*DESCRIPTION OF THE TASK:* Working from the line that contains "facade in the photo above." down to the last line below, repeat each line exactly.
* Start MATERIAL TO PROCESS *
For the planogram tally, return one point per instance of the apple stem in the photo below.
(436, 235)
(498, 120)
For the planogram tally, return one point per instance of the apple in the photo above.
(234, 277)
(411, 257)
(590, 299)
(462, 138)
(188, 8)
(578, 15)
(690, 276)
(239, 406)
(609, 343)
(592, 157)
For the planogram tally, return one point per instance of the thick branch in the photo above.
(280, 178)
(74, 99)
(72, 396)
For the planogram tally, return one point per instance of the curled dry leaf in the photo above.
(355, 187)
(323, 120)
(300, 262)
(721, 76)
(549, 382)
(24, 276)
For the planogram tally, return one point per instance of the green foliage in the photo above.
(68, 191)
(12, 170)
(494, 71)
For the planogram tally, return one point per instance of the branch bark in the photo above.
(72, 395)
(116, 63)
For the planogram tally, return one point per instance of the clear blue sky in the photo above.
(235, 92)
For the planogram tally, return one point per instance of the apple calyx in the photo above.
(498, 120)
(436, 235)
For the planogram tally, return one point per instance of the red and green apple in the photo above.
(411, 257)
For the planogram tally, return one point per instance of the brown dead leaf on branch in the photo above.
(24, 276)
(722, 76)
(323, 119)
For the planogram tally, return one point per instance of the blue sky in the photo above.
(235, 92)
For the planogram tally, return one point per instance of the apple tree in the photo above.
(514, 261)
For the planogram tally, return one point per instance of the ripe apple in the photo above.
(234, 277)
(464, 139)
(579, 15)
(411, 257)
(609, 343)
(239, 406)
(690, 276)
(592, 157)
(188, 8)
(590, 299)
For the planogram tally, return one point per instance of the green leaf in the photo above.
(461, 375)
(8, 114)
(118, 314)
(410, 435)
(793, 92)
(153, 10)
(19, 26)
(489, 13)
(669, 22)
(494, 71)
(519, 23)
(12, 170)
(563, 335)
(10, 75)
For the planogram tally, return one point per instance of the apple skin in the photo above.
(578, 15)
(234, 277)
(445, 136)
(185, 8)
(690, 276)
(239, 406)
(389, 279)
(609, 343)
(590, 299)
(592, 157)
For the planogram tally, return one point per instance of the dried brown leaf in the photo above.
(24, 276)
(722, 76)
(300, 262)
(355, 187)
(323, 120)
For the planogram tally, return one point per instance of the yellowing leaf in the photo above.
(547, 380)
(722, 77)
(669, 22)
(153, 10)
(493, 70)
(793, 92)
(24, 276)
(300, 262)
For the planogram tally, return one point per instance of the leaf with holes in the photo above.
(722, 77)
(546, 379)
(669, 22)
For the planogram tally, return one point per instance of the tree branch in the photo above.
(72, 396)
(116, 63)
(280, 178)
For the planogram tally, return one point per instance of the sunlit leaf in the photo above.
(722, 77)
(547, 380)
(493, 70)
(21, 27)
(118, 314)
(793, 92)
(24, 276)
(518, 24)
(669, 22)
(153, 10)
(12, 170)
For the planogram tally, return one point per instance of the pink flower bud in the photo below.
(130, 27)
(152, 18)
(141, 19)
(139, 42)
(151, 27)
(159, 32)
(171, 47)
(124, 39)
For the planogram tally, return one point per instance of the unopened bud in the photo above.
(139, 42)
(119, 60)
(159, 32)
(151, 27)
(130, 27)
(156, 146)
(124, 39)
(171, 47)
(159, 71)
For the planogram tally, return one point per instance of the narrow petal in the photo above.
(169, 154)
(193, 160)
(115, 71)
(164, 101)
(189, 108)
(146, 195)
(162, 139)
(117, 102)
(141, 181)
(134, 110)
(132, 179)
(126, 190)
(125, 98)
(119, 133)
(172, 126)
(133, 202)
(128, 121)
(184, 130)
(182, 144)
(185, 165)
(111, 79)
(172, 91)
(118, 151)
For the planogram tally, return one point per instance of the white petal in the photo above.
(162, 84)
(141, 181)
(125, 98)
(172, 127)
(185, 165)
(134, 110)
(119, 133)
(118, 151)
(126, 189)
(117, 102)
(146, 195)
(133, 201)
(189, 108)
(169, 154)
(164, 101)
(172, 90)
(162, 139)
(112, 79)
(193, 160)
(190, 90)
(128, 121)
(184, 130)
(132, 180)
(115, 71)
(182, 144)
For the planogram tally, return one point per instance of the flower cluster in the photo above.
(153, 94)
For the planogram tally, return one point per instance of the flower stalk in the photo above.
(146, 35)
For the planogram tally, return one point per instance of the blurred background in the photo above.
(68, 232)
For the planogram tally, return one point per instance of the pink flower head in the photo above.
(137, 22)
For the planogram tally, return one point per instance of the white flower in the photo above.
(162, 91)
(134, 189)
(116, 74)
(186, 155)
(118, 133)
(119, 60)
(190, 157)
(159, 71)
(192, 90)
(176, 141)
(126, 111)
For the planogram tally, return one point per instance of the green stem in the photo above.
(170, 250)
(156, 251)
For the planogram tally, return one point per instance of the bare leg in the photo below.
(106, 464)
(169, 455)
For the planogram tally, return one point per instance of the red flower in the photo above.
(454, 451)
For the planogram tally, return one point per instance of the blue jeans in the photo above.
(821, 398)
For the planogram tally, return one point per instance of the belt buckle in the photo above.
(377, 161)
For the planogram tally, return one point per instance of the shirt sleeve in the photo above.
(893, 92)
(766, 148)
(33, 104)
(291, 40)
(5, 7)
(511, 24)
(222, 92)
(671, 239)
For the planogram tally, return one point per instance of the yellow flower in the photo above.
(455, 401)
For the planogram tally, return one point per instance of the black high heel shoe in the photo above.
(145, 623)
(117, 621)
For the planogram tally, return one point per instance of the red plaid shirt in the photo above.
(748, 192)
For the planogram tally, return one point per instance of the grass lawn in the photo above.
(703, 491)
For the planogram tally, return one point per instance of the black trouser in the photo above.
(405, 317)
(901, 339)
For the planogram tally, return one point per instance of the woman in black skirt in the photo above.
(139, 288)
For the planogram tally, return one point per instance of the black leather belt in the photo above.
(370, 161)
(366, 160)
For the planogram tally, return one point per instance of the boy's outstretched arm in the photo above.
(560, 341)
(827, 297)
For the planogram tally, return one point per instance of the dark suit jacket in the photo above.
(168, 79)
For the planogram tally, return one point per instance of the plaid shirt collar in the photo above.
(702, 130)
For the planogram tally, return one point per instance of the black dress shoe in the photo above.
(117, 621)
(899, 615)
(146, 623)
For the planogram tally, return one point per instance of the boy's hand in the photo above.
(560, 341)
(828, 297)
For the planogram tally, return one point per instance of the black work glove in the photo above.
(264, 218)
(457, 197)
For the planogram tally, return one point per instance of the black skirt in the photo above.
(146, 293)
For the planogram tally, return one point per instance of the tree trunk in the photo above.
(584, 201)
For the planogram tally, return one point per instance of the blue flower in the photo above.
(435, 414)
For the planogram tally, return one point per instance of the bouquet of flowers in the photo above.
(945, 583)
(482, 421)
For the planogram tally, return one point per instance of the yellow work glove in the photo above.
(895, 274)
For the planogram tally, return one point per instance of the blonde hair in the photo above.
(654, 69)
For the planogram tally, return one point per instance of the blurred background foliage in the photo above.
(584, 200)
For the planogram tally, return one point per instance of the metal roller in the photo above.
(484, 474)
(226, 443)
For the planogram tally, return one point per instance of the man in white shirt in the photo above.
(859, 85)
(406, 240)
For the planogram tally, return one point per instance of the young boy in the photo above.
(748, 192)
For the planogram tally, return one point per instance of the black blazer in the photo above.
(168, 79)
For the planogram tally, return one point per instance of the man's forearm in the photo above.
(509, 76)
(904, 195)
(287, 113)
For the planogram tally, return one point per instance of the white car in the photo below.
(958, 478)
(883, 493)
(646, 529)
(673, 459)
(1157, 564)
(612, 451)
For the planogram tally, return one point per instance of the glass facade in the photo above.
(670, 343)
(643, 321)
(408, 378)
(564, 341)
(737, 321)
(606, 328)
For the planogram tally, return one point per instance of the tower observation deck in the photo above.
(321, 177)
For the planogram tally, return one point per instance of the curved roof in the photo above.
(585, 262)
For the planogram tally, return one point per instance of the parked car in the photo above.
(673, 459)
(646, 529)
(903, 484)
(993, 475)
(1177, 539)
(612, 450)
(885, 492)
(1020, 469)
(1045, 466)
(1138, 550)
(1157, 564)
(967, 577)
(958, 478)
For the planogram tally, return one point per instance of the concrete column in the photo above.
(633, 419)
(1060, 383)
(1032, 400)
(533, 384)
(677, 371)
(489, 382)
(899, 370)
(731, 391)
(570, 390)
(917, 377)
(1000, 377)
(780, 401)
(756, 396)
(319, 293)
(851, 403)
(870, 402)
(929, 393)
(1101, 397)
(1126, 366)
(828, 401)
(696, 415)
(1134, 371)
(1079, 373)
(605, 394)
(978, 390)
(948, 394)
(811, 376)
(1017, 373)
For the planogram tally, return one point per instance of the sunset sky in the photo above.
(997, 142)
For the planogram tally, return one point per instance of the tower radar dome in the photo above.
* End MATERIAL TO PROCESS *
*TASK OUTPUT:*
For the planogram tally, return one point per instance of the glass facade in the photo above.
(670, 343)
(643, 321)
(408, 378)
(564, 341)
(737, 321)
(606, 328)
For the planogram tally, return one point per instance of the tower observation deck in the photo above.
(321, 177)
For the planogram tally, return one point per instance of the curved roof in the photo above.
(585, 262)
For the planogram tally, return one point per instance of the parked car in the photo above.
(673, 459)
(646, 529)
(903, 484)
(993, 475)
(1177, 539)
(612, 450)
(885, 492)
(1020, 469)
(1045, 466)
(1138, 550)
(1157, 564)
(967, 577)
(958, 478)
For the planogram tally, return one point per instance of the concrete column in the photo above.
(633, 419)
(1060, 383)
(1032, 400)
(533, 384)
(677, 371)
(489, 382)
(899, 370)
(731, 391)
(570, 390)
(917, 377)
(1000, 377)
(780, 401)
(756, 396)
(319, 293)
(851, 403)
(870, 402)
(929, 393)
(1101, 397)
(1126, 366)
(828, 401)
(696, 415)
(1134, 371)
(1079, 373)
(605, 394)
(978, 390)
(948, 394)
(811, 376)
(1017, 373)
For the planogram tally, return one point per instance of the sunset sky in the photo above.
(997, 142)
For the planogram tally, return one point per instance of the tower radar dome in the photo above.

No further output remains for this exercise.